-- Extracted data start --
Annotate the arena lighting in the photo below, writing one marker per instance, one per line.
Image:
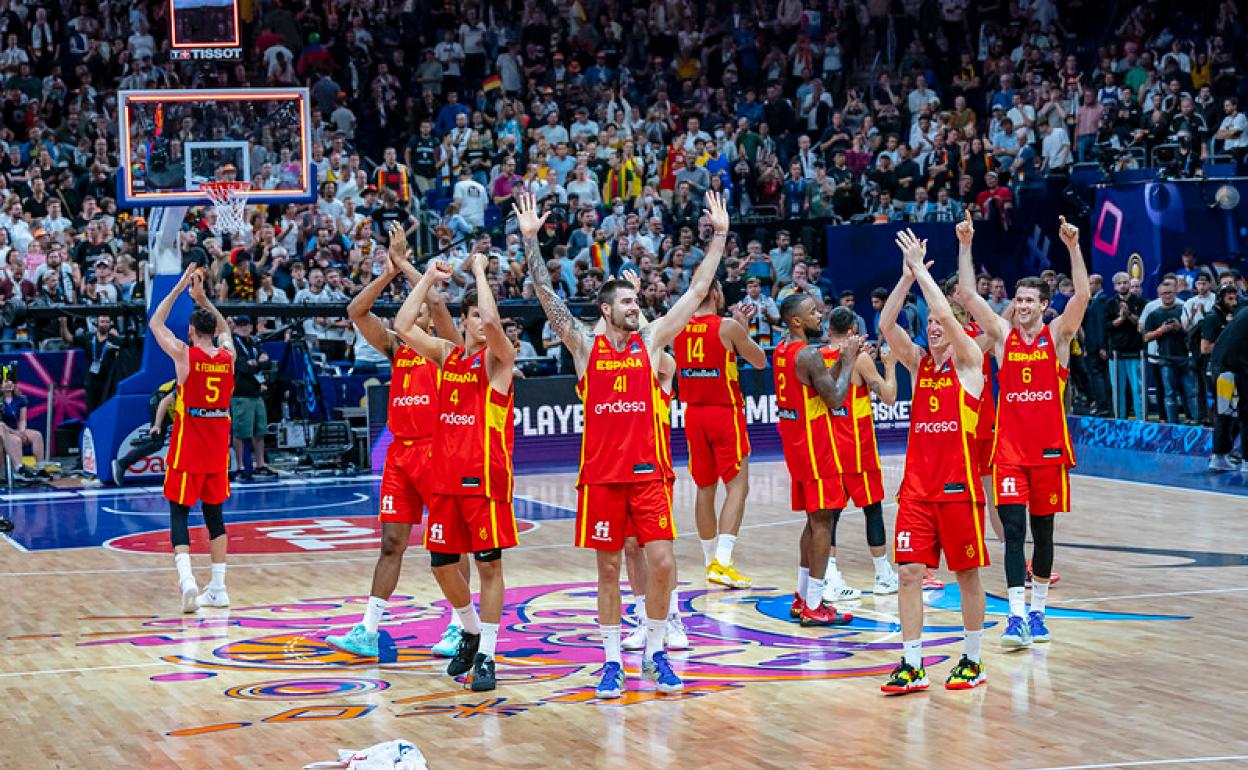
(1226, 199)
-- Extracted data end --
-- Extracted data start --
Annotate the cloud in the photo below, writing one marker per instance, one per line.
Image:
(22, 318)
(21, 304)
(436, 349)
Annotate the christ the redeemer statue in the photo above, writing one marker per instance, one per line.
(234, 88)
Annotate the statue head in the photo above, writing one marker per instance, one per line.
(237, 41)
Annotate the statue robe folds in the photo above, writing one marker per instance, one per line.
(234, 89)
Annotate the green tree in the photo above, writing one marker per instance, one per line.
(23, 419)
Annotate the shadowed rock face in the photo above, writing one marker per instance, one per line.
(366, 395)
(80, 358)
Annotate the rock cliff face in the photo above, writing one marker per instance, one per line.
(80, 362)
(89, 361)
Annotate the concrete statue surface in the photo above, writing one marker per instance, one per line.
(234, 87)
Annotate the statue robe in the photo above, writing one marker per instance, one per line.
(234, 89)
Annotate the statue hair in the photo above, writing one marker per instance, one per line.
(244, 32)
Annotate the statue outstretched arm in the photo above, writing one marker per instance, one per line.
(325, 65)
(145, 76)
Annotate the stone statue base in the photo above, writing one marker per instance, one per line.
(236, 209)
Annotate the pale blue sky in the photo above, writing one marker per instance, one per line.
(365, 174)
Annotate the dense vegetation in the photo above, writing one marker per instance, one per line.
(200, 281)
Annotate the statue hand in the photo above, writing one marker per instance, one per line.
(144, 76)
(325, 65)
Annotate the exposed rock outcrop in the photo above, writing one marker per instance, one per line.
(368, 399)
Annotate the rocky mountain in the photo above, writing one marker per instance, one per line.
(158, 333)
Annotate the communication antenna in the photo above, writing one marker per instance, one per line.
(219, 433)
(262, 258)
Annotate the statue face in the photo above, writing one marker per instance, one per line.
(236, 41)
-- Extracted data end --
#### [Goal]
Show every line from the items above that has the word "robe".

#### [Task output]
Annotate the statue robe folds in the photo above, writing one marker per instance, one per line.
Annotate the statue robe in the photo above, writing one marker per instance, one per line.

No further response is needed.